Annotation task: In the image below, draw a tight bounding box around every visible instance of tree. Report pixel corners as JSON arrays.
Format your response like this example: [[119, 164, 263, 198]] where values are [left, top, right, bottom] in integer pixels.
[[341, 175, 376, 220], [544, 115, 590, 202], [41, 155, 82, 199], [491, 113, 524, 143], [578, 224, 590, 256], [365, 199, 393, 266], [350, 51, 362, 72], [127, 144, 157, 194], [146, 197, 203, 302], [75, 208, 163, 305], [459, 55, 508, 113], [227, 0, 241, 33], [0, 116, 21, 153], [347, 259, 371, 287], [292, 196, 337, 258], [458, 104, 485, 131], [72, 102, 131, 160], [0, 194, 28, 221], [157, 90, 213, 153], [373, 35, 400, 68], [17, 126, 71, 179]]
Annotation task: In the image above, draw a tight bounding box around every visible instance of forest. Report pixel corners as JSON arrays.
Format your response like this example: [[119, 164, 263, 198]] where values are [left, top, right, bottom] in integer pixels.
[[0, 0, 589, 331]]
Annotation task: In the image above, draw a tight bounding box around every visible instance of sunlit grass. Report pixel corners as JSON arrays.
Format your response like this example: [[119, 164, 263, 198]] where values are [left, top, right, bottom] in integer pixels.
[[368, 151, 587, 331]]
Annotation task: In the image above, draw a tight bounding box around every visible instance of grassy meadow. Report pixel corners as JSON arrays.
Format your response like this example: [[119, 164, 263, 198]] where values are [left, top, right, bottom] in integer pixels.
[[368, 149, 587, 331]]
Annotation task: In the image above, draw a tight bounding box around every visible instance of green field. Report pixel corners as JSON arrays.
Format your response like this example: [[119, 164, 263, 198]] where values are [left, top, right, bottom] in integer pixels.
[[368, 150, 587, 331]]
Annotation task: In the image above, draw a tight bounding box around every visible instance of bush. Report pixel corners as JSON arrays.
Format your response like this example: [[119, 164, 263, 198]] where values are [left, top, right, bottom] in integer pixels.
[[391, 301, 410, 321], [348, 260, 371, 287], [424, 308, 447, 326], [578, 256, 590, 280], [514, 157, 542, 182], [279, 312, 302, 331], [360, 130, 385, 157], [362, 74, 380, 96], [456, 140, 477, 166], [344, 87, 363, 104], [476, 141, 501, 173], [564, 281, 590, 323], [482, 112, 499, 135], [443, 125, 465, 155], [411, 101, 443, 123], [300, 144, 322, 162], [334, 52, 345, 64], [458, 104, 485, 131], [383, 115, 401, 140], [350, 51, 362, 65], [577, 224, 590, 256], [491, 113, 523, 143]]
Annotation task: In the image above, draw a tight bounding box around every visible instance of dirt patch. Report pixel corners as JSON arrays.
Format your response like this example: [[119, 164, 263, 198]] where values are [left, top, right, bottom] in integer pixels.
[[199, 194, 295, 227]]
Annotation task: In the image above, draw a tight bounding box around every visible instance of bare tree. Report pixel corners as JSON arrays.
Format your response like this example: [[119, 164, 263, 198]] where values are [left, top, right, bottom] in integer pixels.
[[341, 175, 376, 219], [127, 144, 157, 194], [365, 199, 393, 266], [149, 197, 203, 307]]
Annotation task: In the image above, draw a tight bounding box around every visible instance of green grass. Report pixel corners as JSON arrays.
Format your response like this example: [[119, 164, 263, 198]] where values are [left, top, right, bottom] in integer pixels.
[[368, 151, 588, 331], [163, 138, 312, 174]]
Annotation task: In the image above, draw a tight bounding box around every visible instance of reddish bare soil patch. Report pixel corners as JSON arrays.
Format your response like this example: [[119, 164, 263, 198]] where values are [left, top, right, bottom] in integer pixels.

--- --- ---

# WORK REQUIRED
Taking the lines above, repeat exactly those from the line that contains "bare tree. Report pixel corners as JSON arrays." through the line that contains "soil patch. Report pixel corners as JSON arrays.", and both of those lines as well. Include nothing else.

# SOLUTION BELOW
Annotation task: In the image above, draw a tight bounding box around every visible instance of bare tree. Report pixel corners as JSON arrays.
Format your response like this example: [[119, 164, 263, 198]] where values are [left, top, right, bottom] in integer pixels.
[[341, 175, 376, 219], [127, 144, 157, 194], [365, 199, 393, 266], [149, 197, 203, 307]]
Annotation task: In the image above, draw a tight bounding box around every visible instance of green grass. Report pixel corners as JSON arrays.
Format your response like this example: [[119, 164, 263, 198]] where values are [left, top, right, bottom] in integer pixels.
[[368, 151, 588, 331], [163, 138, 312, 174]]
Annotation task: In the image above, draw a tight bounding box around every visible instance of reddish bare soil patch. Report pixel corners as JSON arrays.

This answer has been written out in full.